> [Tarefas]
(a) Com base no texto sobre Machado de Assis, explique em uma a três frases por que Brás Cubas sabe que seu romance é apenas uma versão.
(b) Responda às perguntas abaixo sobre o texto acerca de Machado de Assis, uma por linha:
(i) Que romances tradicionais predominaram durante os séculos XVIII e XIX?
(ii) Por meio de que recurso o romance moderno discute a forma como se conta a história?
(iii) Que romances românticos tradicionais Machado escreveu inicialmente?
(c) Dê prosseguimento ao texto sobre Machado de Assis a partir do ponto em que ele se encerra.

> [Texto]
•••••

Autor, narrador e discurso no século XIX: Machado de Assis

                                                                 Roberta da Costa de Sousa

 

Romance tradicional x romance moderno

 

Os romances tradicionais, como os folhetins que predominaram durante os séculos XVIII e XIX, valorizam a história a ser contada. O leitor, preocupado com a ação, quer saber o que vai acontecer, pois o importante é o enredo. A escrita linear, com uma história fechada, fazia o leitor do Romantismo mergulhar no enredo e vivenciar o drama dos personagens como uma história real, sofrendo os dissabores deles, a ponto de terminar a leitura aos prantos.

A partir do século XIX, entra em cena o romance moderno, que vai discutir a forma por meio da qual se conta a história, ou seja, a questão do discurso. Isso ocorre por meio da metalinguagem, recurso artístico que se caracteriza pelo fato de a linguagem se voltar sobre si mesma, sobre o seu próprio código: se vale das palavras que a compõem para expor procedimentos de construção do discurso.

 

Machado de Assis

 

O autor que desenvolve esse estilo na literatura brasileira é Machado de Assis. Inicialmente, Machado escreveu romances românticos tradicionais, como Helena e Iaiá Garcia. A ruptura se dá com Memórias Póstumas de Brás Cubas (1881), no qual o narrador em primeira pessoa, autobiográfico, não é um “autor defunto”, mas um “defunto autor”. Ao colocar um defunto como narrador, o texto já deixa claro que envereda pelo terreno da inverossimilhança. Brás Cubas sabe que seu romance é uma versão: está rememorando os fatos e não pode recuperá-los fielmente, apenas contá-los como interpretações. “Era fixa a minha idéia, fixa como... Não me ocorre nada que seja assaz fixo nesse mundo...” (ASSIS, 1978, p. 19).

•••••

> [Dados apresentados]
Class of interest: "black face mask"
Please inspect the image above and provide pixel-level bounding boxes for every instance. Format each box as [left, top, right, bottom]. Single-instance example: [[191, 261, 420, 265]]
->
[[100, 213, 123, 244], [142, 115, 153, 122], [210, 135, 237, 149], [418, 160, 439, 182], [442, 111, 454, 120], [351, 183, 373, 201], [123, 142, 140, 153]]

•••••

> [Respostas em ordem]
(a) Brás Cubas está rememorando os fatos e não pode recuperá-los fielmente. Por isso, pode apenas contá-los como interpretações.

(b)
(i) Os folhetins.
(ii) A metalinguagem.
(iii) Helena e Iaiá Garcia.

(c)
Desde o prólogo, ele classifica o romance como uma “obra difusa”, que não vai agradar a todos, e não disfarça que os comentários irônicos vão acompanhar o leitor por toda a narrativa. Assim, Machado faz uso da metalinguagem ao interpelar o leitor ou a leitora ou redigindo digressões, o que torna a leitura descontínua. Essa descontinuidade impede a mistura entre realidade e ficção por parte de quem lê. O leitor machadiano é levado a distanciar-se da narrativa para compreender o sentido simbólico inerente.

Dessa forma, Machado foi um predecessor do Modernismo. Este movimento abordou a transformação do ato criador em tema da criação, o que constitui a metalinguagem. A arte do século XX passou por um autoquestionamento, do qual a metalinguagem se tornou um instrumento. Este recurso foi adotado pela arte moderna com a finalidade de produzir no espectador/leitor uma nova atitude. A intenção de despertar no leitor a consciência de que a arte é um “fazer artístico” integrava o projeto estético modernista.

A arte deixou de ser apenas um espaço de evasão e também incluiu em suas funções a possibilidade da tomada de consciência por meio do distanciamento do objeto artístico. Quando Machado de Assis dialoga com o leitor, seja para comentar o teor de um capítulo ou para antecipar um acontecimento que só concretizar-se-á num momento posterior, está rompendo a linearidade narrativa e içando o leitor a outro plano. Assim, antecipa a atitude autocrítica dos modernistas.

A discussão sobre os procedimentos de construção do texto deixa claro que o romance não pretende iludir o leitor, tratando a obra como uma realidade aparente. Ao contrário, esta postura lança uma espécie de pacto entre o leitor e o narrador: “eu sei que você está lendo e você sabe que eu estou escrevendo”. Ambos sabem que aquela é uma obra de ficção.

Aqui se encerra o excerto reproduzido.